### Aim of the task
Please write out the lines of the records below word for word, leaving out the pictures.

--- Records to process ---

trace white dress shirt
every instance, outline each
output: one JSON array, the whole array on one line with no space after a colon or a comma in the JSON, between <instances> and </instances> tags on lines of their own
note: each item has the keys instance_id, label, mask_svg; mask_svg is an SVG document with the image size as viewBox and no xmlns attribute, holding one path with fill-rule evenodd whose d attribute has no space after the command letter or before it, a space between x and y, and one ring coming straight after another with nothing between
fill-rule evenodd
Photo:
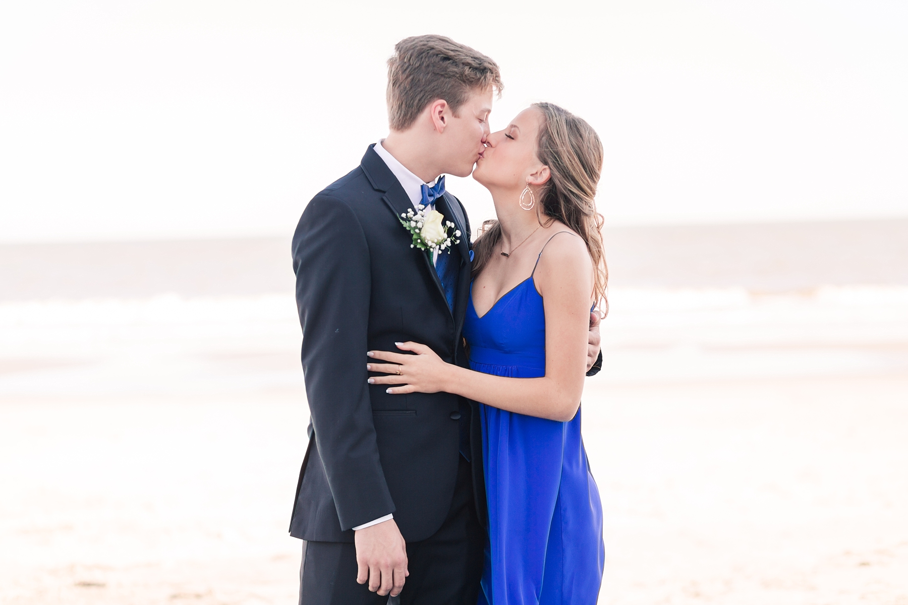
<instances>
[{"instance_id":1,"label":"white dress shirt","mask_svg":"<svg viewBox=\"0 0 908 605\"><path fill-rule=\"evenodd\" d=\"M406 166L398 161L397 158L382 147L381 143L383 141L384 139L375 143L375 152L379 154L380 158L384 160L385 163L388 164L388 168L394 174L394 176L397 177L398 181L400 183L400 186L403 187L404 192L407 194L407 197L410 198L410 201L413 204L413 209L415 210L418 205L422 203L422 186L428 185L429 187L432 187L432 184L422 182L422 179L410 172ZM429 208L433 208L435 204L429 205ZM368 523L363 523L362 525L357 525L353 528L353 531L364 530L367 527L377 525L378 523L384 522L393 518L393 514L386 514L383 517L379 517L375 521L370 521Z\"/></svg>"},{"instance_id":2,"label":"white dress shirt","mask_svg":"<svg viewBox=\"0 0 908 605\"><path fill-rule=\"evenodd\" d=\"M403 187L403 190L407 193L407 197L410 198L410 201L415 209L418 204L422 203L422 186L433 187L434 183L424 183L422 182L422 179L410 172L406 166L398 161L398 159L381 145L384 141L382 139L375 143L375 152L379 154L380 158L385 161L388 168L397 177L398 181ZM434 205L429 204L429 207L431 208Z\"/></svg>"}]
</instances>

---

### Full solution
trace white dress shirt
every instance, outline each
output: one JSON array, the whole array on one line with no space after a colon or a comma in the JSON, between <instances> and </instances> tags on lines of their own
note: each item has the keys instance_id, label, mask_svg; mask_svg is an SVG document with the image size as viewBox and no xmlns attribute, holding one path with fill-rule evenodd whose d attribute has no space after the command letter or before it, a space between x and y, and one ring coming straight after another with nothing between
fill-rule evenodd
Photo:
<instances>
[{"instance_id":1,"label":"white dress shirt","mask_svg":"<svg viewBox=\"0 0 908 605\"><path fill-rule=\"evenodd\" d=\"M406 166L398 161L397 158L382 147L381 143L383 141L384 139L375 143L375 152L379 154L380 158L384 160L385 163L388 164L388 168L394 174L394 176L397 177L398 181L400 183L400 186L403 187L404 192L407 194L407 197L410 198L410 201L413 204L413 209L415 210L418 205L422 203L422 186L428 185L429 187L432 187L432 184L422 182L422 179L410 172ZM429 208L433 208L435 204L429 205ZM368 523L363 523L362 525L357 525L353 528L353 531L364 530L367 527L377 525L378 523L384 522L393 518L393 514L386 514L383 517L379 517L375 521L370 521Z\"/></svg>"},{"instance_id":2,"label":"white dress shirt","mask_svg":"<svg viewBox=\"0 0 908 605\"><path fill-rule=\"evenodd\" d=\"M403 187L403 190L407 193L407 197L410 198L410 201L415 209L418 204L422 203L422 186L433 187L434 183L424 183L422 182L422 179L410 172L406 166L398 161L398 159L381 145L384 141L382 139L375 143L375 152L379 154L380 158L385 161L388 168L397 177L398 181ZM434 205L429 204L429 207L431 208Z\"/></svg>"}]
</instances>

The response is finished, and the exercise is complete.